**SELECTED PASSAGE**:
Introduction
The RGA Right Direction PAC is a Washington, D.C.-based super PAC, registered with federal regulators to make independent expenditures supporting or opposing candidates. So what is it doing giving $1 million directly to the Republican running for governor of Indiana?
The donation to Mike Pence, the largest to his campaign, appears to be a way around state laws limiting corporate contributions to candidates.
“In one way, it’s legal,” said Andrew Downs of the Center for Indiana Politics, at Indiana University-Purdue University Fort Wayne. “But if you say this is a way to give in excess of corporate limits, that’s also absolutely true.”
Right Direction is funded entirely by the Republican Governors Association, a so-called “527” organization dedicated to electing as many Republicans to governorships as possible — a mission fueled by contributions from some of the largest corporations in the country. In Indiana, candidates can accept unlimited donations from individuals and political action committees but only $5,000 from corporations and unions. Corporations and unions can also give to PACs, but only in small sums.
Whether the check to Pence was drawn on a bank account that contained corporate money is not a matter of public record.

**EXTRACTED ENTRIES**:
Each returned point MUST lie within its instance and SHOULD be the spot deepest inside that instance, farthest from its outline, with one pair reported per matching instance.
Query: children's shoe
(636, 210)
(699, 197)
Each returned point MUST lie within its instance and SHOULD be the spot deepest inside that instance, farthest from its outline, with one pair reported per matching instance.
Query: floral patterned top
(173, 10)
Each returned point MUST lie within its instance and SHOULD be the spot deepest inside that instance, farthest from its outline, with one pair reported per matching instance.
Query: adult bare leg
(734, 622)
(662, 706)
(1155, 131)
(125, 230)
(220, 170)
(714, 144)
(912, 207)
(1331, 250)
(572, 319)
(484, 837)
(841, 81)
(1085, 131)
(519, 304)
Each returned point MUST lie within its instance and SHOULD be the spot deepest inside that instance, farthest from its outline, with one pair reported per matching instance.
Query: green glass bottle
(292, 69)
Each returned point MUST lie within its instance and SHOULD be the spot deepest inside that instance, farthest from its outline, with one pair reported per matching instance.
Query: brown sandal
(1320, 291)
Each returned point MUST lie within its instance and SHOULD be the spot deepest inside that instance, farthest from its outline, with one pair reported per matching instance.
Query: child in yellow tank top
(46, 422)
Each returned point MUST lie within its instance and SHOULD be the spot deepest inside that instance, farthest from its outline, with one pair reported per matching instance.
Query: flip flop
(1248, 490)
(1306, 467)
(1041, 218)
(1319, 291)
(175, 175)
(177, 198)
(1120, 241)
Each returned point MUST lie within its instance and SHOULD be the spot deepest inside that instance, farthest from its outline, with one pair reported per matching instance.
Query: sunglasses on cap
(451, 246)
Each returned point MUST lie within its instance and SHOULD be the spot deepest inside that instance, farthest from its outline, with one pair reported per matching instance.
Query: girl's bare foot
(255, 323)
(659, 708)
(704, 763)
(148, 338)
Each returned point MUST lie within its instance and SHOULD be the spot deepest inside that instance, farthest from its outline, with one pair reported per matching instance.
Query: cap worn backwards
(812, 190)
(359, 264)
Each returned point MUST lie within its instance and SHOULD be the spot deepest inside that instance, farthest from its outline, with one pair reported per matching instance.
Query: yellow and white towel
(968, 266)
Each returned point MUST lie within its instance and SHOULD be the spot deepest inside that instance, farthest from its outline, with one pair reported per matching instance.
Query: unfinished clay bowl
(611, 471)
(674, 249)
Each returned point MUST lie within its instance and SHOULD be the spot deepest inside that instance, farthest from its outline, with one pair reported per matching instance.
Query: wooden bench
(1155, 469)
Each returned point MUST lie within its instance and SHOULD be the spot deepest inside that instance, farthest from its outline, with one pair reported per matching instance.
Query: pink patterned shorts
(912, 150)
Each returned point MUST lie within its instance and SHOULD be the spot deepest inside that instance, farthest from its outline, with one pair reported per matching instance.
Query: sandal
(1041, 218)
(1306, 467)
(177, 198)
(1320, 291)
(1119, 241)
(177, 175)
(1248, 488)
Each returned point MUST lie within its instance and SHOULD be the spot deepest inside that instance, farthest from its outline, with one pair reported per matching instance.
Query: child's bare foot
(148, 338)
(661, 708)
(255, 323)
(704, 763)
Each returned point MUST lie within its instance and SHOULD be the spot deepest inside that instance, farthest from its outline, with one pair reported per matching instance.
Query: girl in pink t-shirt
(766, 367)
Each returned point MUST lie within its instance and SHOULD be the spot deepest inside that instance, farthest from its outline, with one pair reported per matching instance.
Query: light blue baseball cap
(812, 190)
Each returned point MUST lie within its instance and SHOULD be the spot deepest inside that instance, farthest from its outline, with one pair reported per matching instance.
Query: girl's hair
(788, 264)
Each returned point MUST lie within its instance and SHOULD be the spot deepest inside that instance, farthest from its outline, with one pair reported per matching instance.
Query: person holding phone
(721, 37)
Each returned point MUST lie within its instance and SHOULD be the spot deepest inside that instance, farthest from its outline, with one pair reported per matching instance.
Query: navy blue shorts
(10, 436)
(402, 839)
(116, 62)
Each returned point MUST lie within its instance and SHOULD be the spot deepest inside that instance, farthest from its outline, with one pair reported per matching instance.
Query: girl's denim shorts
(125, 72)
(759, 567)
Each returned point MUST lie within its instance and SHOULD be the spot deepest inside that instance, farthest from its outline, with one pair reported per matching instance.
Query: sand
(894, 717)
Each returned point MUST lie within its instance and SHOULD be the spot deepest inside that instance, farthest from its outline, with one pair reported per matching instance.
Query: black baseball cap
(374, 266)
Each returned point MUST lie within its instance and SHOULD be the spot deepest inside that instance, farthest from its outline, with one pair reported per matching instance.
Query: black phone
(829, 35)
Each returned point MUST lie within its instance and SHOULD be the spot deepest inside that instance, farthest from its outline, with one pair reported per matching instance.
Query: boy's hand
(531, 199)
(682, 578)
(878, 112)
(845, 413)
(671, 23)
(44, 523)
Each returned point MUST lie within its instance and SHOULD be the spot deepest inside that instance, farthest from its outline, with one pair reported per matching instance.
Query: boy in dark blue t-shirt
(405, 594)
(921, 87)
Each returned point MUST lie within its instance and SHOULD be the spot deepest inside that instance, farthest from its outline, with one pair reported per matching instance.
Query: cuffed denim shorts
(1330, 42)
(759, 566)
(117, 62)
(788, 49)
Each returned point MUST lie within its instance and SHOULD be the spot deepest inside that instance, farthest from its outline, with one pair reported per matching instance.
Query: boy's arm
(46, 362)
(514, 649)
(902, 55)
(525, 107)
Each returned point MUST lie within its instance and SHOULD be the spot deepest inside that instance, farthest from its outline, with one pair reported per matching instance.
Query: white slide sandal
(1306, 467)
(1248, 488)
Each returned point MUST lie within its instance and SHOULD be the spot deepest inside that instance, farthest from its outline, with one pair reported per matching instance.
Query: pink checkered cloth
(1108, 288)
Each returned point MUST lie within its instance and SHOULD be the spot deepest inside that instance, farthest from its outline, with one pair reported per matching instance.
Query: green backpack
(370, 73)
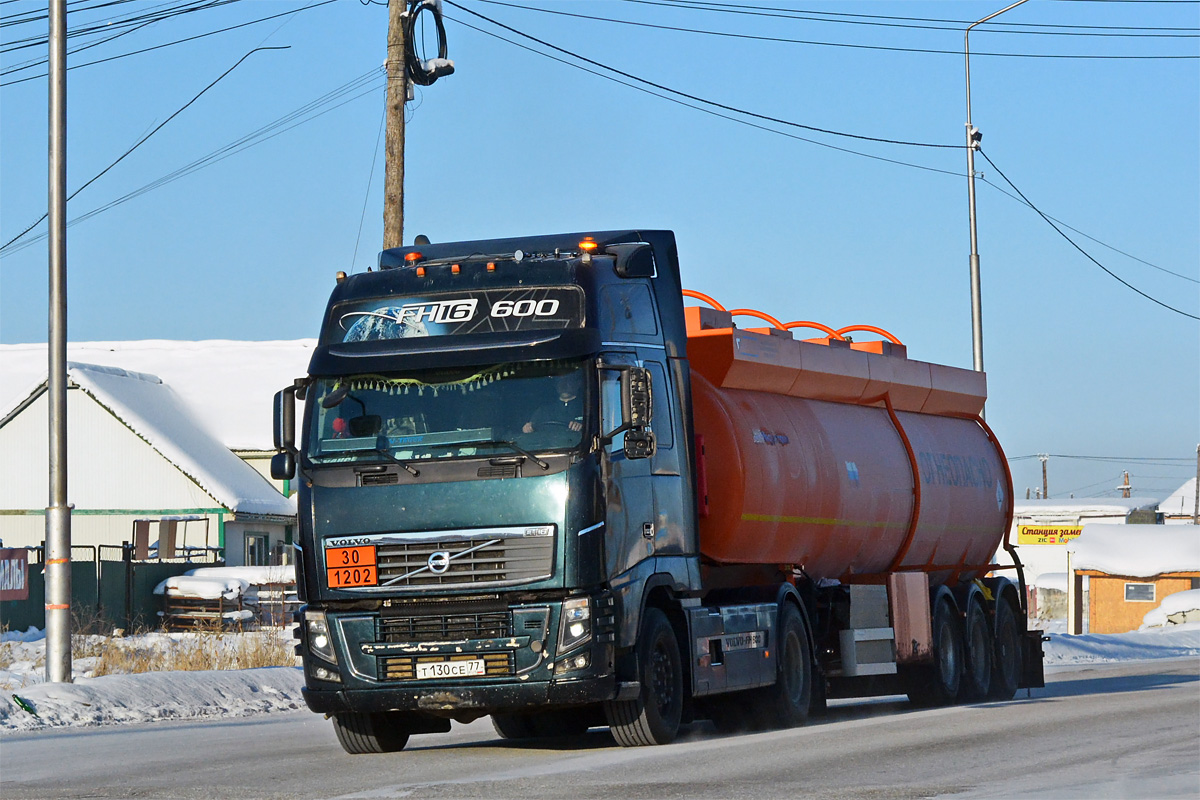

**WRITTEN INSTRUCTION 1**: Using the Pence donation article, switch "donation" to "contribution" and give the text between "Introduction" and "contributions to candidates.", inclusive.
**WRITTEN INSTRUCTION 2**:
Answer these questions from the Pence donation article:
(a) What organization funds the Right Direction PAC entirely?
(b) How much may a candidate in Indiana accept from a corporation?
(c) With what center is Andrew Downs affiliated?

**EXERCISE OUTPUT 1**:
Introduction
The RGA Right Direction PAC is a Washington, D.C.-based super PAC, registered with federal regulators to make independent expenditures supporting or opposing candidates. So what is it doing giving $1 million directly to the Republican running for governor of Indiana?
The contribution to Mike Pence, the largest to his campaign, appears to be a way around state laws limiting corporate contributions to candidates.

**EXERCISE OUTPUT 2**:
(a) The Republican Governors Association.
(b) $5,000.
(c) The Center for Indiana Politics, at Indiana University-Purdue University Fort Wayne.